(EXTRACT):
Extra Credit:How could we automate this so that neither party actually has to go back to the bar to get the redeem code? The bar could actually "signal" through the blockchain, but not in the normal way that everyone hates! The reason I used OP_HASH160 above, is because "SecretA" and "SecretB" could actually be unspent TxOuts (UTXOs) owned by the house. It doesn't matter how big the UTXOs are, or where they ultimately go. All that matters is they haven't been spent and these are the addresses have never been used: i.e. the public keys are not public yet! Before the event, both UTXOs are in the house's wallet, but "locked": artifically prevented from being spent. When the event is over, the house unlocks the correct UTXO and it will be spent on their next transaction that would've been executed by the house, anyway. The patron's phones used the HASH160 of those UTXOs as the secrets, and the act of the house spending the coins puts the public key into the blockchain. The device only has to store the address and watch the blockchain for any transactions spending coins owned by the address. When it sees it, it can automatically complete the transaction. And, he doesn't even need to put in his password. Because he already had to put it in when signing the original transaction... he can pre-sign the return transaction to himself, and the app can just plug in the public key into the redeem script to complete it. The only catch is that the house not spend the other output for 30 days. After that, they spend the other output, and if the winner never claimed the money, then the loser can. No coins lost!

(STORED ROWS):
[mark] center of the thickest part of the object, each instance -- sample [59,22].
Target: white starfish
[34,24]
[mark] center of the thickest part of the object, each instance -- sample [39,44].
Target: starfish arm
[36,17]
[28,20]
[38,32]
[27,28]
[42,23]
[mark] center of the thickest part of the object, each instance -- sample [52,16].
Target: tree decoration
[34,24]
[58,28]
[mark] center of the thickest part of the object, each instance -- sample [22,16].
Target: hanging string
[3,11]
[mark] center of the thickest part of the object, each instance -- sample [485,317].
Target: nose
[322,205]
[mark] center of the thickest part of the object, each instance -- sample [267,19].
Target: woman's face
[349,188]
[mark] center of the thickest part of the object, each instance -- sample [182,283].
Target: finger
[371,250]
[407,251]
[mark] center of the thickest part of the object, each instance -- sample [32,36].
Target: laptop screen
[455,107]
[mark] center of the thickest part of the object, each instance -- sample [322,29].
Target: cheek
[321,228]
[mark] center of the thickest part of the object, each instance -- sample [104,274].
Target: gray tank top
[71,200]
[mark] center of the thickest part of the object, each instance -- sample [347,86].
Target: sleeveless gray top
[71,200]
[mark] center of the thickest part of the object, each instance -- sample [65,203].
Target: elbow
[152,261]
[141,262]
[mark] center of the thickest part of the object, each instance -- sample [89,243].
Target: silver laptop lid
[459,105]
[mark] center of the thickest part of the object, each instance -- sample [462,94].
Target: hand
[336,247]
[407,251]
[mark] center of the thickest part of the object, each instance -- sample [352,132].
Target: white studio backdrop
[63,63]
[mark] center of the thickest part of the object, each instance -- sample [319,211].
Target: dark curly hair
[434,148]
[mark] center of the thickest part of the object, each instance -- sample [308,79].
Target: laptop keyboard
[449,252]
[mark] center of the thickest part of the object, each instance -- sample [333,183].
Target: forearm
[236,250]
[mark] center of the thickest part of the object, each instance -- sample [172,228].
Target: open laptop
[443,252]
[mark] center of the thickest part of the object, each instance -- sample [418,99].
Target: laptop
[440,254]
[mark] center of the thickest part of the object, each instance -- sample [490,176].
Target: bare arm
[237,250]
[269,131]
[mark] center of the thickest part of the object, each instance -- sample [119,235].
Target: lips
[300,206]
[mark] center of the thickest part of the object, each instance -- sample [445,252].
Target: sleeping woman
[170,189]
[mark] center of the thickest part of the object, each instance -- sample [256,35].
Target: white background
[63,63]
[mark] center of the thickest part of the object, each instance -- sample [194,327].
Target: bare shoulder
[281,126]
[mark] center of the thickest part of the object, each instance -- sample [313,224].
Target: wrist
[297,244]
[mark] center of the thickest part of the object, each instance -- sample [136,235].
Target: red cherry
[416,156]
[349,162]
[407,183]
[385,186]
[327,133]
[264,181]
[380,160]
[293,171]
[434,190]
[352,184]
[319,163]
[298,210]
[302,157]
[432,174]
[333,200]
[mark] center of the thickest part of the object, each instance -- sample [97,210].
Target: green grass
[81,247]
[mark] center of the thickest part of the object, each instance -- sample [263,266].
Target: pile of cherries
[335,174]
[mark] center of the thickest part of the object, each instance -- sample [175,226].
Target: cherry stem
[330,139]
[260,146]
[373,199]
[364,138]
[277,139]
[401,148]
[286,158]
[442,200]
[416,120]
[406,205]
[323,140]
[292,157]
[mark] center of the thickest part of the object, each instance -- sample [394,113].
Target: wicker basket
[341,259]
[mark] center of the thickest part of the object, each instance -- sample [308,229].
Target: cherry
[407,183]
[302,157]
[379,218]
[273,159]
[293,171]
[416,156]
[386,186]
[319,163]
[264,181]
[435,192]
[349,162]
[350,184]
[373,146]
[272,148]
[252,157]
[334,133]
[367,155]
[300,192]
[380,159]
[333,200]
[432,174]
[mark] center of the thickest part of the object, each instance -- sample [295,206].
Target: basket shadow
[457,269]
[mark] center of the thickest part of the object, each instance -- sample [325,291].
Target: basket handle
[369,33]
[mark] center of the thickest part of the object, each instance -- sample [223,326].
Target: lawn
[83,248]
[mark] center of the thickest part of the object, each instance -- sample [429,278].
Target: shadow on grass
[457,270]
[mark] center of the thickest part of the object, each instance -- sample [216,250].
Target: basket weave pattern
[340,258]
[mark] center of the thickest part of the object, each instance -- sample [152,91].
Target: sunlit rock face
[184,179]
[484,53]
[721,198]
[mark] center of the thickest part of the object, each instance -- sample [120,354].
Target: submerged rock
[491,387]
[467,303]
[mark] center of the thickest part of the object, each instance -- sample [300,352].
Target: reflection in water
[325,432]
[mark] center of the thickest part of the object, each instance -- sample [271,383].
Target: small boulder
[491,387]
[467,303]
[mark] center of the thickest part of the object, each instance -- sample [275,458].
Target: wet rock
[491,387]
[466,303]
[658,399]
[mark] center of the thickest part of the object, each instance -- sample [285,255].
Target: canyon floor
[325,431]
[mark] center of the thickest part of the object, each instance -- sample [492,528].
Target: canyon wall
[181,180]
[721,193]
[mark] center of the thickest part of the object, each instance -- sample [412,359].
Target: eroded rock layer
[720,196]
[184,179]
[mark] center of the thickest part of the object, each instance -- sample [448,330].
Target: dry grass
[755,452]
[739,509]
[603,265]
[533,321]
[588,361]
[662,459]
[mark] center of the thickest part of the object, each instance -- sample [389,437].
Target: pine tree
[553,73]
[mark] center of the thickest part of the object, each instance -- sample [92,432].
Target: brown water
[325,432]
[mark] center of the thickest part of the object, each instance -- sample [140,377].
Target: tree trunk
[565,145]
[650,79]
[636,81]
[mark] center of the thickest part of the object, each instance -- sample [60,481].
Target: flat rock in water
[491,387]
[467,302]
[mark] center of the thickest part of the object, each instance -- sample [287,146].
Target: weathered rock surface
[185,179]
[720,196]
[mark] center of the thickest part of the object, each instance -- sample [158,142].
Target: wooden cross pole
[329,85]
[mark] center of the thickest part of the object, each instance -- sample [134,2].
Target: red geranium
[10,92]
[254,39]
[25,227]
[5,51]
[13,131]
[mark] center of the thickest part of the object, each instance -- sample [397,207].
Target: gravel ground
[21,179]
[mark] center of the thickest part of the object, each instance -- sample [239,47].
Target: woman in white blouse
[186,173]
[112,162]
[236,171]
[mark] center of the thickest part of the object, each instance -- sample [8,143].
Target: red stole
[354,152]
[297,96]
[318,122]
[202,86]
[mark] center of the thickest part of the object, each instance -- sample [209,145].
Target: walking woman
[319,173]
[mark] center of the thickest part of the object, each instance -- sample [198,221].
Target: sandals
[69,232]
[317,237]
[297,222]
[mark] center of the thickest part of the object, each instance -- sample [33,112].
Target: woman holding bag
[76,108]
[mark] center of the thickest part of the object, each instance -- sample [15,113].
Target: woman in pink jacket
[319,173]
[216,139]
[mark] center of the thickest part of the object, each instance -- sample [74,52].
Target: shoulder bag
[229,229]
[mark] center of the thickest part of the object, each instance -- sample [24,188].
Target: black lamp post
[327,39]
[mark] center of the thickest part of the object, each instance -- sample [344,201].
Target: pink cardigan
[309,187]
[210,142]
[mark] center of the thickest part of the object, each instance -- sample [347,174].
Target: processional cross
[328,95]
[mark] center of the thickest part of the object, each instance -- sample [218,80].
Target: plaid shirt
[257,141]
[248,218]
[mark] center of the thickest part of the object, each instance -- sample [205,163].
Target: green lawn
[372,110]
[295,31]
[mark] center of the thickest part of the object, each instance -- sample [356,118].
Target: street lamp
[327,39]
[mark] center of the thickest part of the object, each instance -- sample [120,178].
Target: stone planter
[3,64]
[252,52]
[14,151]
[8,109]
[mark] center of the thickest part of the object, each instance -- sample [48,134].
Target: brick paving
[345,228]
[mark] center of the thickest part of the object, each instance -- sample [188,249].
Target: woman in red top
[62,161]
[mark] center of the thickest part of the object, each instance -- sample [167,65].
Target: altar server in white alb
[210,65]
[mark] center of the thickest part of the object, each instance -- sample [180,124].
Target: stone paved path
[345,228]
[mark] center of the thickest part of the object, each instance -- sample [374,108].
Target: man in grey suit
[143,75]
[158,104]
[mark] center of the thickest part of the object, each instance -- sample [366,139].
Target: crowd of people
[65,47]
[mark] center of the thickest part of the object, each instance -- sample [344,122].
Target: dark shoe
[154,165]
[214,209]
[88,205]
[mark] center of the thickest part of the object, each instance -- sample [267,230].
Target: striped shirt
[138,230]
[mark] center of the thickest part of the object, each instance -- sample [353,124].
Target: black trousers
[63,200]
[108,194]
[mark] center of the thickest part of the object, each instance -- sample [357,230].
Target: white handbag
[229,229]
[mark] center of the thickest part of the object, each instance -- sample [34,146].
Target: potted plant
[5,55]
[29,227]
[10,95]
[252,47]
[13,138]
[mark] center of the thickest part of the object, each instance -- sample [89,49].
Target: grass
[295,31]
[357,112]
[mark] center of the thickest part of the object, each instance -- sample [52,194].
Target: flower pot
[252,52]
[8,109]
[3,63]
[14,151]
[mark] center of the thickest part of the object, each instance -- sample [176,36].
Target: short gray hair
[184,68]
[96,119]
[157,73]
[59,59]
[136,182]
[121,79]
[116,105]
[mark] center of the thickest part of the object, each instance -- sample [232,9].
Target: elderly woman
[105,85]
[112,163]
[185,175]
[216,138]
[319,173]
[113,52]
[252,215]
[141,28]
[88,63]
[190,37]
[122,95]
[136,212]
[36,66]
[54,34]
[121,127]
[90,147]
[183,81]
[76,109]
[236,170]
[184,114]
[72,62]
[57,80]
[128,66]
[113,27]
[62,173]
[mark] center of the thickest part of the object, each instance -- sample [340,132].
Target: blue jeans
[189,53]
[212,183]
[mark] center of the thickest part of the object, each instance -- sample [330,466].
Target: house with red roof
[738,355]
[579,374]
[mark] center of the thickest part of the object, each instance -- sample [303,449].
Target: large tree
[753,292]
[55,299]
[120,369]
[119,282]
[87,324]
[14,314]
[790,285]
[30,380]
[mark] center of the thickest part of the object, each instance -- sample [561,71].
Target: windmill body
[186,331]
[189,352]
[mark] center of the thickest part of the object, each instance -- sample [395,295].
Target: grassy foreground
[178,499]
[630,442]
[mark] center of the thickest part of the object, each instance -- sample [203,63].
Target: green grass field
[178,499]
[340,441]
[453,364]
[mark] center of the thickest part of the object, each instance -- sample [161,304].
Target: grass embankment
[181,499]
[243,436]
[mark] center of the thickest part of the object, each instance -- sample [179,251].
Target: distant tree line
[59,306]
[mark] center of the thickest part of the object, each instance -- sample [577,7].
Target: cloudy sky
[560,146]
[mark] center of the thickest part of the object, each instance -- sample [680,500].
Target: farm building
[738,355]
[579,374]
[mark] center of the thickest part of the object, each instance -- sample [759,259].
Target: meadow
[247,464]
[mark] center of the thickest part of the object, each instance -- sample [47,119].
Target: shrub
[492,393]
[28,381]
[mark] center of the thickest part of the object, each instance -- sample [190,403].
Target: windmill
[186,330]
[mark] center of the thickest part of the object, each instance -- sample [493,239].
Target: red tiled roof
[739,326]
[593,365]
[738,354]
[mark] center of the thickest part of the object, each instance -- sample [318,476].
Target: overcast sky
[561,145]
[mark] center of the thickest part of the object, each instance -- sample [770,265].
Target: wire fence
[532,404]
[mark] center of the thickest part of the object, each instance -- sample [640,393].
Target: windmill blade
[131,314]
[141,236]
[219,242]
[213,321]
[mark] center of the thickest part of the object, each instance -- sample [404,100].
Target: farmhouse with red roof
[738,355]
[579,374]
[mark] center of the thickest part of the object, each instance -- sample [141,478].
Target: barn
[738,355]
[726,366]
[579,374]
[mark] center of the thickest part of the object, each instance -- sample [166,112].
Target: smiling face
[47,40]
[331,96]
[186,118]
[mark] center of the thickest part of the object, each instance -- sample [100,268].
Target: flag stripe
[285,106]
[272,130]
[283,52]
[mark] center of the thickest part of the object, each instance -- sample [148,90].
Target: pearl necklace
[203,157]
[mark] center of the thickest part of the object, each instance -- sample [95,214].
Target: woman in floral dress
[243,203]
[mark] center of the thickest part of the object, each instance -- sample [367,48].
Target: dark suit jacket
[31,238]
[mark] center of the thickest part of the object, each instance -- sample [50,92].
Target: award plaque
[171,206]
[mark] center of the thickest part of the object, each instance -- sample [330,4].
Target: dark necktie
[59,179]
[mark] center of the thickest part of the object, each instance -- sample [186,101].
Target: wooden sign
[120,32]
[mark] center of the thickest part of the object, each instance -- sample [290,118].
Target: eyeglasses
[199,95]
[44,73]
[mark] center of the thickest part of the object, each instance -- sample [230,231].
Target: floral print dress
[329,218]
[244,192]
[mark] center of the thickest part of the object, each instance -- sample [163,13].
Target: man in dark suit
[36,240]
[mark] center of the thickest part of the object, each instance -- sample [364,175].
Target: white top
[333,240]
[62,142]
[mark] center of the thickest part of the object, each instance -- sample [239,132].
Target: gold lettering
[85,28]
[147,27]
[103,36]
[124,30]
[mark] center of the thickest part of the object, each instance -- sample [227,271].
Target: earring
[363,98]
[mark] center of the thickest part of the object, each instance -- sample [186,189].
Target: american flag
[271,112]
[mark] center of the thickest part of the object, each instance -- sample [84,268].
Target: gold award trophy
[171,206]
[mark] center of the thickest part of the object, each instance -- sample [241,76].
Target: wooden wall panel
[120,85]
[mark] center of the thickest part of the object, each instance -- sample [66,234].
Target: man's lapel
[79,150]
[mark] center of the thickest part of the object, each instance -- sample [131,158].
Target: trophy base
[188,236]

(CHALLENGE 1): In the blockchain bet passage, how long must the house avoid spending the other output?
(CHALLENGE 2): Continue the blockchain bet passage from its final sentence.

(WRITTEN REPLY 1): 30 days.

(WRITTEN REPLY 2):
The actual output script for the transaction is complicated, but here it is (because it was fun figuring out the script  ):
OP_HASH160
OP_PUSHDATA(<Hash160(SecretA)>)
OP_EQUAL
OP_SWAP
OP_PUSHDATA(<PubKeyA>)
OP_CHECKSIG
OP_BOOLAND
OP_ROT
OP_ROT
OP_HASH160
OP_PUSHDATA(<Hash160(SecretB)>)
OP_EQUAL
OP_SWAP
OP_PUSHDATA(<PubKeyB>)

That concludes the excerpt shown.